:: Supplied information

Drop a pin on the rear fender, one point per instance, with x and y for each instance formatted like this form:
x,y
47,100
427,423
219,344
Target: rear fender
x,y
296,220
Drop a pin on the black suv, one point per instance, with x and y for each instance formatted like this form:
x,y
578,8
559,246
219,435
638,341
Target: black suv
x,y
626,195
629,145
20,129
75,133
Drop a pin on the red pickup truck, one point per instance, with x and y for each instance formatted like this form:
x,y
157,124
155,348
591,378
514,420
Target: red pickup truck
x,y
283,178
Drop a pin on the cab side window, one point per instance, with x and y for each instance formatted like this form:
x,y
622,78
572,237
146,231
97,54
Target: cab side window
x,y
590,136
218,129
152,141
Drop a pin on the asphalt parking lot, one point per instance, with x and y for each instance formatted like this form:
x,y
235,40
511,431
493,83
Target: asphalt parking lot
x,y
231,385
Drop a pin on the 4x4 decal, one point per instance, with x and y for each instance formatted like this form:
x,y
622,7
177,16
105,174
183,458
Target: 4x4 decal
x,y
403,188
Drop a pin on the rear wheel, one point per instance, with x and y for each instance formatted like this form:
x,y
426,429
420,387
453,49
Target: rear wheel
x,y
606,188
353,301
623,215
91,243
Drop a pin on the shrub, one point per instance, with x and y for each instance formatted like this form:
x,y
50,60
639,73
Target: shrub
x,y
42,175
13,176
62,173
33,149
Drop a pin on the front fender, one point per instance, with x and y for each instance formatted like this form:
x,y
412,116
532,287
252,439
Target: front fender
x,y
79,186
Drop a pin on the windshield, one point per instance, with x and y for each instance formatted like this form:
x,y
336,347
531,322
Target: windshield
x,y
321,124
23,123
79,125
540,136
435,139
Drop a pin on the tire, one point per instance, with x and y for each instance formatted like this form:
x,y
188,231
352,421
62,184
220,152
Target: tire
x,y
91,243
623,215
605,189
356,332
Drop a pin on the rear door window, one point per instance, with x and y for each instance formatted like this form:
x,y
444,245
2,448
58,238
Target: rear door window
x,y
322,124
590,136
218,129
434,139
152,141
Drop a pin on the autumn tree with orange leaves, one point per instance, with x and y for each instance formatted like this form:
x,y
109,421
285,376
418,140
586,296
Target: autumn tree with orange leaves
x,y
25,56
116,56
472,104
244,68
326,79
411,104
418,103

::::

Task goal: Retype exactly, please, each line from the line that contains "Drop a pin on the 4x4" through the last line of the entries above, with nothing added.

Answer:
Drop a pin on the 4x4 decal, one point per instance, with x and y for each instance formatted like this form:
x,y
622,7
177,16
105,174
183,458
Target: 4x4 decal
x,y
403,188
Drop a pin on the rear wheel, one point per instance, with x and y for each instance formatted like this form:
x,y
426,429
420,387
453,49
Target: rear wheel
x,y
606,188
353,301
623,215
91,243
Drop a pin on the shrub, one point per instance, with x and y for each instance formatted like this form:
x,y
50,60
639,73
Target: shrub
x,y
42,175
13,176
62,173
33,149
Drop a pin on the front fender, one point per instance, with x and y for each instance formatted like this form:
x,y
412,116
532,287
252,439
Target: front fender
x,y
79,186
Drop a pin on the windshield, one point per instance, with x and y for each instance formatted like this form:
x,y
336,347
531,322
Target: windshield
x,y
321,124
23,123
79,125
540,136
435,139
Drop a pin on the tire, one point per instance, with x and y for each instance formatted like this form:
x,y
188,231
352,421
62,184
220,152
Target: tire
x,y
91,243
623,215
605,189
356,332
Drop a pin on the rear door window, one point per instance, with x and y for each instance formatted like this form:
x,y
444,245
2,448
58,238
Target: rear door window
x,y
322,124
590,136
218,129
434,139
152,141
Drop a pin on the autumn tree with orange leaves, one point per instance, with x and y for each instance formatted like this form:
x,y
109,421
285,376
418,140
586,296
Target: autumn tree with orange leaves
x,y
25,56
116,56
472,104
244,68
326,79
411,104
418,103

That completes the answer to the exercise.